**What to work on:** Please gather every line in the records below that contains the string "pixel", treating uppercase and lowercase as different.

**Data for processing:**

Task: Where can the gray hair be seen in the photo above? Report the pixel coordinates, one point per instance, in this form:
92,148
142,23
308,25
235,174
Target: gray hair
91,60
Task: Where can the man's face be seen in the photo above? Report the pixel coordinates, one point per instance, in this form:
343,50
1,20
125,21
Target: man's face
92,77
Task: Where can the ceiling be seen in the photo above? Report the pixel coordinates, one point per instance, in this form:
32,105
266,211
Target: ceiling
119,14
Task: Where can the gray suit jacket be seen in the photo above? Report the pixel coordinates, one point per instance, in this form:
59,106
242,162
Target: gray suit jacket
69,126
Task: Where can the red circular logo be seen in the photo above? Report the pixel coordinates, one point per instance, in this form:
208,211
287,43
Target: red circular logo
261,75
---
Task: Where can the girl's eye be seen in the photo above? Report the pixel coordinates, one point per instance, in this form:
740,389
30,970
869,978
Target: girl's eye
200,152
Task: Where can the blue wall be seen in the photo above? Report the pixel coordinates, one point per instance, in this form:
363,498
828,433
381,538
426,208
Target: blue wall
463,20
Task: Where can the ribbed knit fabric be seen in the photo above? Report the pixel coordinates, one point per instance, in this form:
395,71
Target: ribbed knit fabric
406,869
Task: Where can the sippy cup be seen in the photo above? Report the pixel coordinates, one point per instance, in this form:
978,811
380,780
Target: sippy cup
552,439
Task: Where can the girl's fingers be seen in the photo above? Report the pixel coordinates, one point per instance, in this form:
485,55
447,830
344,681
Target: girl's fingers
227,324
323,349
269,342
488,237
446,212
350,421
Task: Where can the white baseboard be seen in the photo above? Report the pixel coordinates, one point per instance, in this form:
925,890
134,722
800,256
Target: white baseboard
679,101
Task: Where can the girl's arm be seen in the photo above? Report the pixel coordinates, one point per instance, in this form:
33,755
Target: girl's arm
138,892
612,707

**Result for this exercise:**
Task: Where can the gray hair be seen in the photo above? Report the pixel coordinates, one point per instance, in this form:
Task: Where can the man's face be seen in the photo above? Report the pixel coordinates, one point per instance, in this form:
Task: Where can the ceiling be seen in the photo above? Report the pixel coordinates, one point per instance, in this form:
Task: Where can the gray suit jacket be seen in the photo above? Report the pixel coordinates, one point per instance, in this form:
Task: Where can the red circular logo be seen in the photo above? Report the pixel coordinates, one point per instance, in this form:
Task: Where can the girl's eye be seen in the photo above? Report the pixel coordinates, one point per instance, in this form:
Task: Where can the blue wall be seen in the photo above? Report the pixel coordinates, one point per instance, in this form:
Task: Where can the ribbed knit fabric be seen in the photo above? Report the pixel coordinates, one point per instance, in this form:
Task: Where can the sippy cup be seen in the photo above? Report the pixel coordinates, one point per instance, in this form:
Task: Where can the girl's fingers be seen in the photo above? Report the pixel coordinates, one point per instance, in this form:
Task: Where can the white baseboard be seen in the photo above? Report the pixel coordinates, one point per instance, in this form:
Task: Where can the girl's arm be seen in the photo above? Report the pixel coordinates, one point per instance, in this form:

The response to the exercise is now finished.